**EXCERPTED TEXT**.
>>

Hasan took his demand for British help to on Tuesday to Alistair Burt, the foreign minister responsible for South Asia. Hasan said he urged ministers to show solidarity with Pakistan and make plain that Britain disapproved of infringements of Pakistani sovereignty ? such as Saturday's attack, repeated US aerial drone attacks in the tribal territories and the raid in Abbottabad in May that killed Osama bin Laden, the head of al-Qaida.

Hasan claimed US actions beyond Afghanistan were contributing to the destabilisation of Pakistan by increasing public anger towards the government over its co-operation with Washington. These included one-sided support for India's civil nuclear energy programme, public airing of concerns about Pakistan's nuclear arsenal, an insistence on unfair market-access trade rules and a history of supporting Pakistan's military rulers ? thereby undermining the country's democratic institutions.

"The way the Americans behave, they are not leaving any political space for Gilani and Zardari. They are up against the wall. They have no room to manoeuvre", the high commissioner said. Pakistan, he said, was "a nation in distress... if democracy collapses in Pakistan, a radical regime could take over."

In a briefing carried in Pakistani newspapers on Wednesday, Major-General Ishfaq Nadeem, director general of military operations, said Nato forces had been alerted they were attacking Pakistani posts but helicopters kept firing.

"Detailed information of the posts was already with Isaf [the Nato-led force in Afghanistan], including map references, and it was impossible that they did not know these to be our posts," the News quoted Nadeem as saying in the briefing held at army headquarters.

Nadeem said the attack was a deliberate, blatant act of aggression, according to Reuters.

US officials admit the incident has thrown into disarray the coalition's strategy for stabilising Afghanistan. Washington has been pressing Pakistan to use its influence to bring the Taliban and its allied Haqqani network to the negotiating table.

As the Obama administration scrambled diplomatically to repair the damage caused by the incident, the US state department said that Pakistan had "a crucial role to play in supporting a secure and stable and prosperous Afghanistan".

A spokesman, Mark Toner, said: "It's absolutely critical that Afghanistan's neighbors play a role in its future development, and certainly its relationship with Pakistan has been critical in that regard."

Afghanistan's President, Hamid Karzai, meanwhile urged Gilani to attend the Bonn conference. The meeting had seemed unlikely to produce international agreement, but Pakistan's withdrawal will further hinder any chance of progress. The gathering marks a decade since the first Bonn conference on Afghanistan, which followed the US-led toppling of the Taliban regime.

<<

Excerpts from a detection dataset
>>

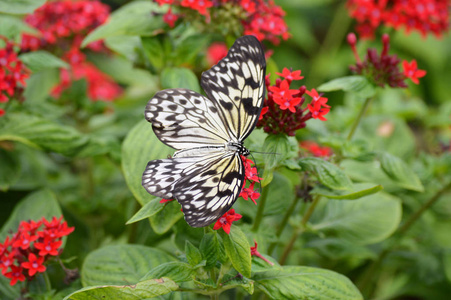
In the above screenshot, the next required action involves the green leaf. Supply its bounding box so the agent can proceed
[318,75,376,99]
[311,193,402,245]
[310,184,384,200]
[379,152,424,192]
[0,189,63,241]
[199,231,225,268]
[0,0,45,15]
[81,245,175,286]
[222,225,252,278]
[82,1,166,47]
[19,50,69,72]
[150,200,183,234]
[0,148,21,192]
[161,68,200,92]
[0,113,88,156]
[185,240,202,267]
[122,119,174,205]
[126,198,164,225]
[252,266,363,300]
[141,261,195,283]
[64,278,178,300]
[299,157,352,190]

<<
>>

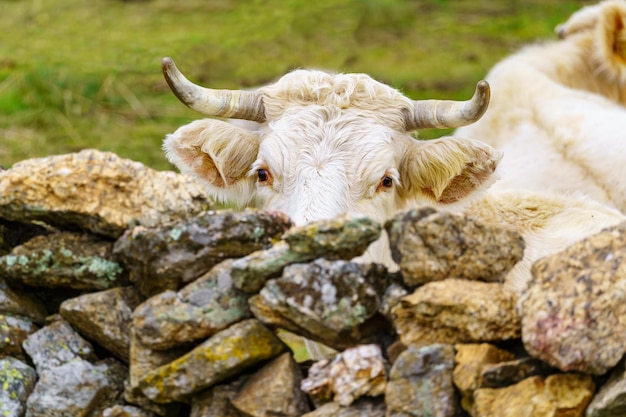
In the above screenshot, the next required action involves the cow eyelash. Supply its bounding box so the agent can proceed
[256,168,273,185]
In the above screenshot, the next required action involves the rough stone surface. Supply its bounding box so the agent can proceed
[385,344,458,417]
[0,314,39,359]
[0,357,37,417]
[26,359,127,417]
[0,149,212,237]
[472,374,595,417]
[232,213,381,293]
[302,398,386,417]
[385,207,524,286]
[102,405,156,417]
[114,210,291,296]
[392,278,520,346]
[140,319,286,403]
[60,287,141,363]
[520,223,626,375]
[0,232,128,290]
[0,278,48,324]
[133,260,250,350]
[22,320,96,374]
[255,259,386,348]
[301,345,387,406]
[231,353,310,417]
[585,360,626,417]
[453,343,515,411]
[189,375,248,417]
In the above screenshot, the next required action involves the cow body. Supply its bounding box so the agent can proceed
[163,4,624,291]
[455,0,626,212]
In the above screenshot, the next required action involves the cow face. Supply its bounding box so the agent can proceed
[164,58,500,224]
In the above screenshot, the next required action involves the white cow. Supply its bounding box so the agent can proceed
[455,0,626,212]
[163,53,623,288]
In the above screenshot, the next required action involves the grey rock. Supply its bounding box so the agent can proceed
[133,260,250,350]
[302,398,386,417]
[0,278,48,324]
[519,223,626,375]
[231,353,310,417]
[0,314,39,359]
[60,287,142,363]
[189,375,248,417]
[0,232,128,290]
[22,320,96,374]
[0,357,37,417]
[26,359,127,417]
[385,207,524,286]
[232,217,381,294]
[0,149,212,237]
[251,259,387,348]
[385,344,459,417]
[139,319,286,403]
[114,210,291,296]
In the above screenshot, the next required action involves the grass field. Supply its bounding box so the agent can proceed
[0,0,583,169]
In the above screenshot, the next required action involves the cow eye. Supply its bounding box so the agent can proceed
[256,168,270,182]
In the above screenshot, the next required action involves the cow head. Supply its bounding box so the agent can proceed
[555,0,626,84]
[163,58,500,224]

<<
>>

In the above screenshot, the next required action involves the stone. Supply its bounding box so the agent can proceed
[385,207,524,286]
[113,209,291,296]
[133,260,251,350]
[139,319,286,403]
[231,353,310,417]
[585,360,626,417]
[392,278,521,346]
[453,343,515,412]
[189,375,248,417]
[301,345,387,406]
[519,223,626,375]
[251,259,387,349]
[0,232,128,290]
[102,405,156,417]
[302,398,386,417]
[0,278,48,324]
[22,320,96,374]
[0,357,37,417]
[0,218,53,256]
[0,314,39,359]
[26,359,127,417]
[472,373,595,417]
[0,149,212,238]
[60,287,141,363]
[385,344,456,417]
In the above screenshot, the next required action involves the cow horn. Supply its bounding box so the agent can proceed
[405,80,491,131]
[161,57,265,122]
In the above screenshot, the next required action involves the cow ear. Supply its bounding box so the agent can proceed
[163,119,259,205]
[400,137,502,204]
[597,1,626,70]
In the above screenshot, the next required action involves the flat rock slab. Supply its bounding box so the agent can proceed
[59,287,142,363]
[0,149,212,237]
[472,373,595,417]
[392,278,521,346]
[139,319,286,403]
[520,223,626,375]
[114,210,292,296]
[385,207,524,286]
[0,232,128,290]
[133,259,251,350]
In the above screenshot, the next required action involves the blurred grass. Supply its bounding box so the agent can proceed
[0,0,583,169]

<<

**AIM**.
Please set down, word for word, the part of the news article on Pakistan that begins at the words "In a briefing" and stops after "the negotiating table.".

**ANSWER**.
In a briefing carried in Pakistani newspapers on Wednesday, Major-General Ishfaq Nadeem, director general of military operations, said Nato forces had been alerted they were attacking Pakistani posts but helicopters kept firing.

"Detailed information of the posts was already with Isaf [the Nato-led force in Afghanistan], including map references, and it was impossible that they did not know these to be our posts," the News quoted Nadeem as saying in the briefing held at army headquarters.

Nadeem said the attack was a deliberate, blatant act of aggression, according to Reuters.

US officials admit the incident has thrown into disarray the coalition's strategy for stabilising Afghanistan. Washington has been pressing Pakistan to use its influence to bring the Taliban and its allied Haqqani network to the negotiating table.